Всеми любимый, яркий поэт вологодской школы Николай Рубцов когда-то сетовал на быстротечность времени: Как это кончилось быстро! Как странно ушло навсегда! Как странно – с надеждой и свистом Промчались мои поезда! А наши надежды пролетают еще быстрее
820
Всеми любимый, яркий поэт вологодской школы Николай Рубцов когда-то сетовал на быстротечность времени: Как это кончилось быстро! Как странно ушло навсегда! Как странно – с надеждой и свистом Промчались мои поезда! А наши надежды пролетают еще быстрее поездов.
Что-то произошло со временем. Вероятно, оно перестало быть "формой существования материи". Сбросив бремя материи, время, кажется, понеслось само по себе и потому становится все эфемернее. Далеко, в глубинке нашего края, где находится моя дача, мой приятель, местный крестьянин и философ Беляев Леонид Васильевич, утверждает, что Бог ускорил время, чтобы люди меньше нагрешили ко времени Великого Суда. С тех пор, как он поверил в Бога, у него на все вопросы появились простые, четкие ответы. В подтверждение своей мысли он ссылается на то, что масло в церковных лампадках стало сгорать гораздо быстрее, чем раньше. Дескать, так утверждают священнослужители.
Известный наш кубанский поэт Николай Зиновьев в суждениях о нашем времени и нашей жизни сближается
с моим другом – крестьянским философом:
Ужасная эпоха!
За храмом строим храм.
Твердим, что верим в Бога,
Но он не верит нам.
И еще:
Жизнь просела, как могила,
Потеряла высоту,
И нечистая в ней сила
Всю убила чистоту.
Затронутый нами вопрос о специфике современного времени (а есть время и биологическое, и астрономическое…) обсуждается и на международных, и на всероссийских научных форумах; результаты публикуются во многих томах. В них все чаще звучит слово "глобализация". Звучит по-разному: и как желаемое будущее, и как грозное предупреждение.
Есть в социологии тезис (часто его называют теоремой), сформулированный американскими социологами Уильямом и Дороти Томас: "Если люди определяют ситуацию как реальную, то она реальна по своим последствиям". Другими словами, будущее сначала определяется (получает определение в голове), а потом становится социальной реальностью. На этом тезисе, по существу, выросла могучая Чикагская школа социологии в Америке. Но ведь и в Библии сказано, что вначале было Слово и что это Слово было творящим, т.е. Богом.

**ЗАДАНИЕ A**:
Выпишите из записей ниже все строки, в которых встречается слово «white». Регистр букв учитывается.

**ДАННЫЕ ЗАДАНИЯ**:

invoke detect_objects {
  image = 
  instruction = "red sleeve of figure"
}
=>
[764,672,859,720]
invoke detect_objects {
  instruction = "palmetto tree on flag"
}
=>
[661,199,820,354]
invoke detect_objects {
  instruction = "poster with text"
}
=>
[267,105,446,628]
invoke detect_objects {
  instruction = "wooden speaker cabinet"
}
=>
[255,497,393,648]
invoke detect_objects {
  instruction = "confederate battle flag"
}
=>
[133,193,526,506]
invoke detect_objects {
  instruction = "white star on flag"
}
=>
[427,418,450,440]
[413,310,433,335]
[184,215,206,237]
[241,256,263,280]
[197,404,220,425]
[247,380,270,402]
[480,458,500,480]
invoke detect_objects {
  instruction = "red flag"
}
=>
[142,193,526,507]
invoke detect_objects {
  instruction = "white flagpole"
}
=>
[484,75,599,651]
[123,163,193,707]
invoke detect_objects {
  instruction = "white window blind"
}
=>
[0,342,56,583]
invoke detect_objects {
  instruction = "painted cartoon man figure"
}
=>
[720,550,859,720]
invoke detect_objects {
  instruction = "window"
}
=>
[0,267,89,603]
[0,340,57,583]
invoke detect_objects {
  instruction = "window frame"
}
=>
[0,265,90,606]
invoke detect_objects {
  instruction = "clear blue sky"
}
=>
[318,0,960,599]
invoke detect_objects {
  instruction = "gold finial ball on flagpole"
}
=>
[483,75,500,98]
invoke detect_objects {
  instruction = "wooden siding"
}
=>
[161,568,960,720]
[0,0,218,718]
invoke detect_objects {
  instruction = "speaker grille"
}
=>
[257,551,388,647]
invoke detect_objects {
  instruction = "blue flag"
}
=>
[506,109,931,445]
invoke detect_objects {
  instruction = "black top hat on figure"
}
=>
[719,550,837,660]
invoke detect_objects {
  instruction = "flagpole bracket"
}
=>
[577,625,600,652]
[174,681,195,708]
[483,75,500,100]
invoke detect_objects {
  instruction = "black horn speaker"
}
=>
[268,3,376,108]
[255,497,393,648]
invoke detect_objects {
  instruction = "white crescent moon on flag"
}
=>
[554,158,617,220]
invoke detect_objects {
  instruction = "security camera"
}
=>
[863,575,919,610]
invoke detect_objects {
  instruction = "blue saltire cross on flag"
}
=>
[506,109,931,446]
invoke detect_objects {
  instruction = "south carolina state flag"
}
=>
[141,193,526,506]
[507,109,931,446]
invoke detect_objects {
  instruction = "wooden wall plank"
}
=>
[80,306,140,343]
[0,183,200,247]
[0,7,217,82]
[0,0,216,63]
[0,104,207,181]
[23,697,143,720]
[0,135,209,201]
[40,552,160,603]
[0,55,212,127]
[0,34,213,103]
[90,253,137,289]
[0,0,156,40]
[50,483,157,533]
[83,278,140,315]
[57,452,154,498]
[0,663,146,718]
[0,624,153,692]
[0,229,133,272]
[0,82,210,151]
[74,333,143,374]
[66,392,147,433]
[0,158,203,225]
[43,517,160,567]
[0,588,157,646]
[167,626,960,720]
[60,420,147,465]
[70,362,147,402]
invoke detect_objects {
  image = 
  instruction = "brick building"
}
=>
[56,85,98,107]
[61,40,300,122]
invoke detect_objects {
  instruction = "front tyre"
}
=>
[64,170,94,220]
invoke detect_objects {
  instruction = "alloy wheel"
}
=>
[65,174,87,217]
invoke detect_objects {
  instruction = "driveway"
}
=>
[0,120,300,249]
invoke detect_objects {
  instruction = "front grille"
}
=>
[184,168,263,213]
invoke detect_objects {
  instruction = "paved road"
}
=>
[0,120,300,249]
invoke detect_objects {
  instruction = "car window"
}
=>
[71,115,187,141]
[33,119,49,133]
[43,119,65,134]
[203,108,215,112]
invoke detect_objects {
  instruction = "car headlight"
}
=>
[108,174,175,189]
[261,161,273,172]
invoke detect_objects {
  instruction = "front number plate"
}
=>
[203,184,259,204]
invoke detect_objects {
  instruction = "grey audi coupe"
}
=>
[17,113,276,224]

**ЗАДАНИЕ B**:
Напишите продолжение отрывка о быстротечности времени, начиная сразу после его последнего предложения.

**ОТВЕТ A**:
  instruction = "white star on flag"
  instruction = "white flagpole"
  instruction = "white window blind"
  instruction = "white crescent moon on flag"

**ОТВЕТ B**:
Какое Слово ныне несет людям наша литература? И какую правду содержит это Слово? Правда ведь кроме сущего, кроме верности фактов, содержит в себе и должное. Так что же глаголет о нашем времени литература?
Столичные издания предлагают россиянам много книг разного профиля, идейной направленности и глубины содержания. Обозреть их одному человеку невозможно. Я выберу по одной книге двух авторов, известных и талантливых, идейные позиции которых схожи и разделяются многими деятелями культуры (и литературы, конечно) столицы. В провинции их или не знают, а если знают, то отвергают. Я отношусь к последним.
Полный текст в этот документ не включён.